WHAT YOU SHOULD DO:
Copy the listing below, starting at the line containing "Kindly place a point on the thin" and continuing through the end of the listing, reproducing every line exactly and including that first line.

SOURCE RECORDS:
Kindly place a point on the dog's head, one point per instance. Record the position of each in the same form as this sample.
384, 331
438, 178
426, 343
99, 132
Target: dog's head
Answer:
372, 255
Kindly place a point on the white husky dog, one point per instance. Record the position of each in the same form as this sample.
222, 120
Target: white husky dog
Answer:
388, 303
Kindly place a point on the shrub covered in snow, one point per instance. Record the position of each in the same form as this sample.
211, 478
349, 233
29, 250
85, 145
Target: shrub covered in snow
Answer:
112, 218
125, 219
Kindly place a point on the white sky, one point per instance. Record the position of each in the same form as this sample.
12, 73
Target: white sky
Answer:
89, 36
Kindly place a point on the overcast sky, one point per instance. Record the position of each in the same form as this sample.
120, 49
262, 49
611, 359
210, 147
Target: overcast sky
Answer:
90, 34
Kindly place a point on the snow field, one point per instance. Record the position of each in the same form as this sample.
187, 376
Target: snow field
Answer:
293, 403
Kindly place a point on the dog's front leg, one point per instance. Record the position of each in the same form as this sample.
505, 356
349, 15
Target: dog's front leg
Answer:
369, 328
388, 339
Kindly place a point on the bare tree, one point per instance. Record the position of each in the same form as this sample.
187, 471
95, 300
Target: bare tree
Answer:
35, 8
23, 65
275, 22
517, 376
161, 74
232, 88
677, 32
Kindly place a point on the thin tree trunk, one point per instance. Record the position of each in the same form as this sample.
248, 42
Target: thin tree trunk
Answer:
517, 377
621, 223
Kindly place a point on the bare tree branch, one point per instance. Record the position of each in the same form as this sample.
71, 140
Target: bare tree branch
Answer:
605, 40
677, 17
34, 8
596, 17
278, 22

EXERCISE OUTPUT:
Kindly place a point on the thin tree trunk, one point per instance. Record the position of each in the same form as this sample.
248, 42
Target: thin tree trunk
Answer:
517, 377
621, 223
Kindly place a point on the bare tree branch, one point per instance. Record the position of each in the same form as this sample.
71, 140
Target: bare tree branch
Answer:
605, 40
677, 17
34, 8
596, 17
278, 22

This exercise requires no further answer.